* Task details: If a line in the entries below includes the string "wall", copy it out.

* Records from a dataset:
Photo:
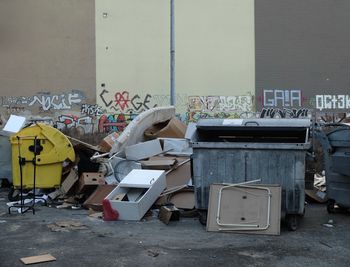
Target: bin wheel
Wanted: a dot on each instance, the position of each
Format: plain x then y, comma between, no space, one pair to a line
203,217
292,222
13,195
331,206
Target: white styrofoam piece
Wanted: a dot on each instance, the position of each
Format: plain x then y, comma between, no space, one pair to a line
141,178
143,150
191,130
14,124
133,133
135,210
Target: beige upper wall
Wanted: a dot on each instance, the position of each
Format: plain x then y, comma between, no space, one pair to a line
47,46
132,46
214,50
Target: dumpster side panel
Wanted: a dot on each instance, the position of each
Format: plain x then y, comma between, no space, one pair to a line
272,166
337,165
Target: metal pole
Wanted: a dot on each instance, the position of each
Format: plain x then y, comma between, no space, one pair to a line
172,54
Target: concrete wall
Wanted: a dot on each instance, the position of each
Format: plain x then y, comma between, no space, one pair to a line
47,59
302,56
215,71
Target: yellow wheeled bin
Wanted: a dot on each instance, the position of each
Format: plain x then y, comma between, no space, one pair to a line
39,150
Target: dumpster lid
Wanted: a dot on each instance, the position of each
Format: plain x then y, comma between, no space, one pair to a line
297,123
253,130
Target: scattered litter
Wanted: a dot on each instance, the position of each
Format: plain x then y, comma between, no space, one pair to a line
169,213
37,259
153,253
96,215
65,226
323,243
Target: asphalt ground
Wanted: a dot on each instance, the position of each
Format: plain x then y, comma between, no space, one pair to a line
150,242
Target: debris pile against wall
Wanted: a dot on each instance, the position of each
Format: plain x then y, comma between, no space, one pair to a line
143,171
146,166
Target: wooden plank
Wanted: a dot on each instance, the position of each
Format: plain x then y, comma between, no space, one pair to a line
38,259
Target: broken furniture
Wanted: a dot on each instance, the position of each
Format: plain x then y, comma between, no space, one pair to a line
88,181
38,152
244,208
336,151
136,193
237,150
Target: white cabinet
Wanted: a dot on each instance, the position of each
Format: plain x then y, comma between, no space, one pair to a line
136,193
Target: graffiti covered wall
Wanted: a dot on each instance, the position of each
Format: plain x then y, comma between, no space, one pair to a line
302,58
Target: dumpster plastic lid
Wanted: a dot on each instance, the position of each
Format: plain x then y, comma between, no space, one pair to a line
253,130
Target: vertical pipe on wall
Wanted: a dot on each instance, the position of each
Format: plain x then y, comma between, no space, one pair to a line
172,54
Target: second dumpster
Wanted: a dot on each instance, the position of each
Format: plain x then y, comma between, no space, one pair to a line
237,150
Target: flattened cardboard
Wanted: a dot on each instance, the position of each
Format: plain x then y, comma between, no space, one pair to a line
89,180
94,201
179,176
173,128
143,150
38,259
244,206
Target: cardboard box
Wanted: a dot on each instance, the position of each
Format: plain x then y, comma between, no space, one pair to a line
245,209
69,182
88,181
173,128
107,142
142,188
94,201
180,175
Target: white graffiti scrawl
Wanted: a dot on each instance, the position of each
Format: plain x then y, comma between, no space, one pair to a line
56,102
332,102
220,103
282,98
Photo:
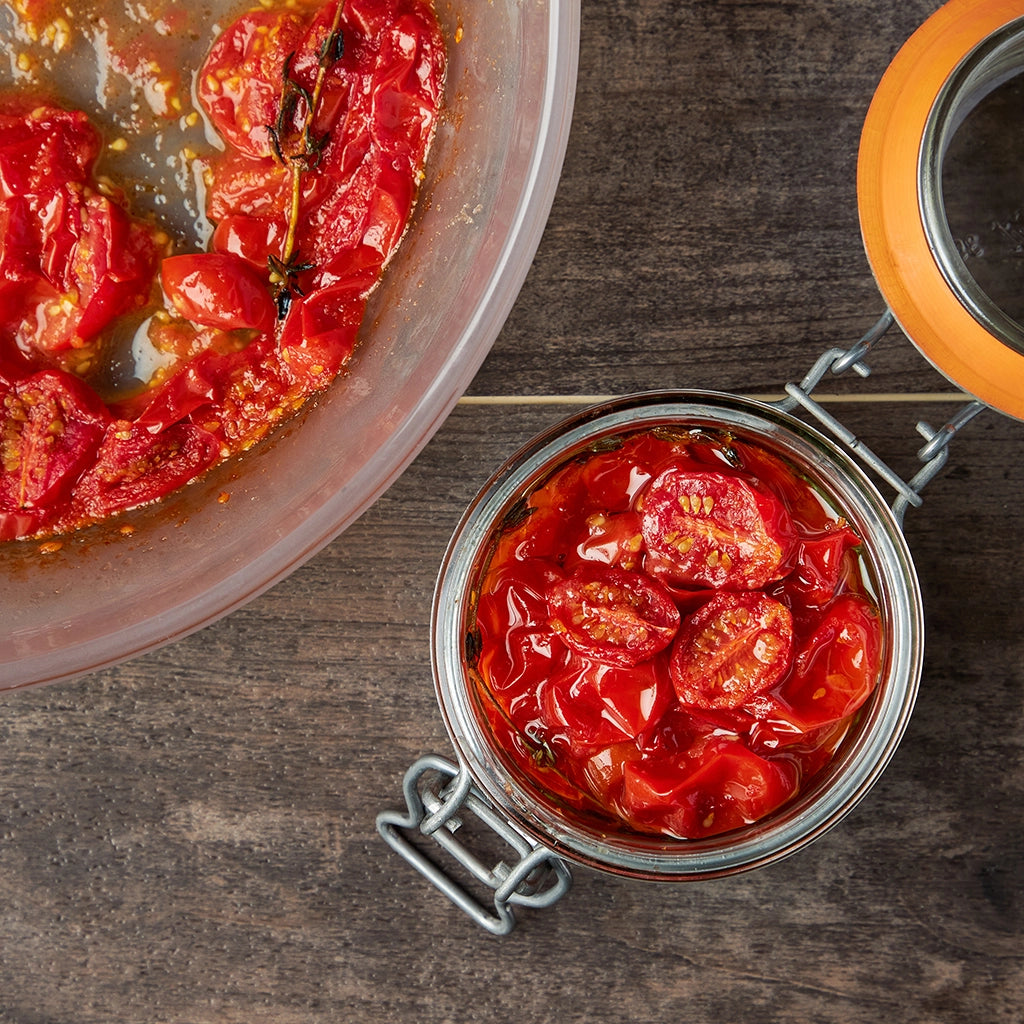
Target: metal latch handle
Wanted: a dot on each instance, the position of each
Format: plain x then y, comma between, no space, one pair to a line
934,454
538,879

* Response box:
Target: beige upper wall
Target: concrete wall
Target: debris pile against wall
Target: graffiti covered wall
Target: vertical pipe on wall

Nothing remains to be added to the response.